Images for object localization:
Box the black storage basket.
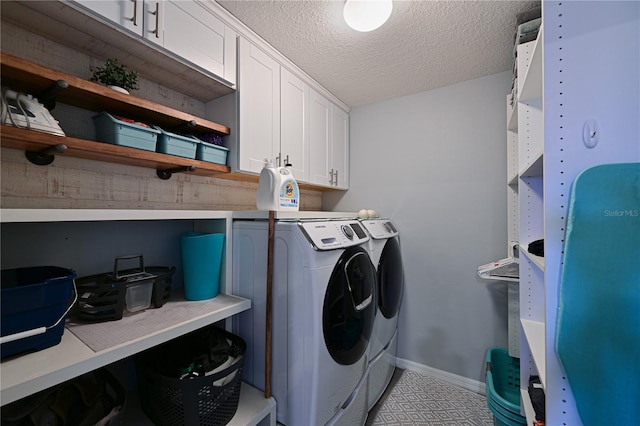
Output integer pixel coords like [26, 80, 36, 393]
[136, 327, 246, 426]
[1, 368, 126, 425]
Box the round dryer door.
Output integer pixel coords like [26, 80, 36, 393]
[378, 237, 404, 319]
[323, 246, 376, 365]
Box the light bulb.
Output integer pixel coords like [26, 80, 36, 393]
[343, 0, 393, 32]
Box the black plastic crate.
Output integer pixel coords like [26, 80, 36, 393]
[73, 256, 174, 322]
[136, 327, 246, 426]
[146, 266, 176, 308]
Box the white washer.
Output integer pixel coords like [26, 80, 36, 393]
[233, 219, 376, 426]
[360, 219, 404, 410]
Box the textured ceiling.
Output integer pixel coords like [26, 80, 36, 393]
[216, 0, 539, 107]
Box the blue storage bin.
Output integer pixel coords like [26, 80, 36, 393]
[154, 126, 198, 159]
[180, 232, 224, 301]
[93, 112, 160, 151]
[196, 140, 229, 165]
[1, 266, 76, 359]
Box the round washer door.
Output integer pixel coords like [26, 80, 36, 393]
[323, 246, 376, 365]
[378, 237, 404, 319]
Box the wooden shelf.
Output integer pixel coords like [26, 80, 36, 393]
[0, 125, 231, 177]
[1, 52, 230, 135]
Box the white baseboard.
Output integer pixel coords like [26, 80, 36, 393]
[395, 357, 486, 396]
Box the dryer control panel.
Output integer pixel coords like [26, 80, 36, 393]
[360, 219, 399, 239]
[299, 220, 369, 250]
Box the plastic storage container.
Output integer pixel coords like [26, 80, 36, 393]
[93, 111, 160, 151]
[1, 266, 76, 359]
[154, 126, 198, 159]
[485, 347, 527, 426]
[196, 140, 229, 165]
[73, 256, 174, 322]
[136, 326, 246, 426]
[180, 232, 224, 301]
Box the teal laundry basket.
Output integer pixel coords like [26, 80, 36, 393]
[180, 232, 224, 301]
[485, 347, 527, 426]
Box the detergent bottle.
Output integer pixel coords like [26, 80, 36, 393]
[256, 159, 300, 211]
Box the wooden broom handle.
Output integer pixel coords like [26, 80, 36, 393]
[265, 210, 275, 398]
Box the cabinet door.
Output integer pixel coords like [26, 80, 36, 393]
[71, 0, 143, 36]
[145, 1, 228, 81]
[331, 105, 349, 189]
[280, 68, 309, 181]
[308, 90, 331, 186]
[238, 38, 281, 173]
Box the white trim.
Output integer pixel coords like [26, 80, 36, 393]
[396, 357, 486, 396]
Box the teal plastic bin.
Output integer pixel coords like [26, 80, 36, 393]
[196, 140, 229, 165]
[93, 112, 159, 151]
[180, 232, 224, 301]
[485, 347, 527, 426]
[154, 126, 198, 159]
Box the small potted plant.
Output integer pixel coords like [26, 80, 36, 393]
[90, 59, 139, 94]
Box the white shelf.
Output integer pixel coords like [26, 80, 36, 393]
[521, 319, 546, 388]
[519, 151, 543, 178]
[1, 294, 251, 406]
[520, 248, 545, 271]
[0, 208, 234, 223]
[521, 389, 536, 424]
[519, 30, 543, 102]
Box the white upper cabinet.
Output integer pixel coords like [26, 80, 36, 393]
[308, 91, 350, 188]
[72, 0, 143, 35]
[70, 0, 236, 86]
[331, 104, 349, 189]
[238, 38, 281, 174]
[308, 90, 331, 186]
[280, 67, 310, 181]
[144, 1, 235, 85]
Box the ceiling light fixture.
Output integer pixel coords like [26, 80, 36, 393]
[343, 0, 393, 32]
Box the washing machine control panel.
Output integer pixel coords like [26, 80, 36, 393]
[299, 220, 370, 250]
[360, 219, 399, 239]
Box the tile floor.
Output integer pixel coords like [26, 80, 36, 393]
[366, 369, 494, 426]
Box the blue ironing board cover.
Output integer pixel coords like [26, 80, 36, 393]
[556, 162, 640, 425]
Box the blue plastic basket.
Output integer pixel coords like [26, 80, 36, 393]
[154, 126, 198, 159]
[1, 266, 76, 359]
[93, 112, 159, 151]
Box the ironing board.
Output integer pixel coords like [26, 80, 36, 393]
[556, 163, 640, 425]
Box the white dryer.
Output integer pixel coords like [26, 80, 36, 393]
[233, 219, 376, 426]
[360, 219, 404, 410]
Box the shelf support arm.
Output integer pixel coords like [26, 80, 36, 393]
[25, 144, 68, 166]
[38, 80, 69, 111]
[156, 165, 196, 180]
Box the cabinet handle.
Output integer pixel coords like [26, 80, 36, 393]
[131, 0, 138, 26]
[329, 168, 334, 185]
[152, 2, 160, 38]
[276, 153, 281, 167]
[334, 169, 339, 186]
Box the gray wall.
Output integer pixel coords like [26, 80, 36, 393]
[324, 71, 512, 382]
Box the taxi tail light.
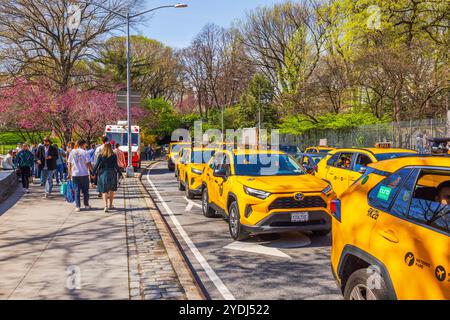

Work instruction:
When you reach the line containing "Box the small potted plant." in the data above, start copying exactly, and stop after the line containing "Box the cabinet handle.".

Solution for this exercise:
Box the small potted plant.
Output integer pixel coords like [26, 80, 36, 393]
[90, 59, 139, 94]
Box the white shelf.
Output integer pixel coords like [26, 80, 36, 393]
[521, 319, 546, 388]
[519, 151, 543, 178]
[1, 294, 251, 406]
[520, 248, 545, 271]
[0, 208, 234, 223]
[521, 389, 536, 424]
[519, 30, 543, 102]
Box the white upper cabinet.
Output integer pixel coords like [26, 80, 36, 393]
[308, 91, 350, 188]
[72, 0, 143, 35]
[70, 0, 236, 86]
[331, 104, 349, 189]
[238, 38, 281, 174]
[308, 90, 331, 186]
[280, 67, 310, 181]
[144, 1, 235, 85]
Box the ceiling light fixture.
Output integer pixel coords like [26, 80, 36, 393]
[343, 0, 393, 32]
Box the washing machine control panel.
Output integer pixel coords like [26, 80, 36, 393]
[299, 220, 370, 250]
[360, 219, 399, 239]
Box the tile floor.
Output integer pixel coords like [26, 80, 36, 393]
[366, 369, 494, 426]
Box the blue ironing board cover.
Output integer pixel coords like [26, 80, 36, 393]
[556, 162, 640, 425]
Box the blue plastic basket.
Output integer pixel coords like [26, 80, 36, 393]
[154, 126, 198, 159]
[1, 266, 76, 359]
[93, 112, 159, 151]
Box the ironing board.
Output integer pixel coords like [26, 80, 36, 393]
[556, 163, 640, 425]
Box the white dryer.
Output integer pixel coords like [26, 80, 36, 393]
[233, 219, 376, 426]
[360, 219, 404, 410]
Box the shelf support arm.
Output integer pixel coords like [26, 80, 36, 393]
[25, 144, 68, 166]
[38, 80, 69, 111]
[156, 165, 196, 180]
Box the cabinet handle.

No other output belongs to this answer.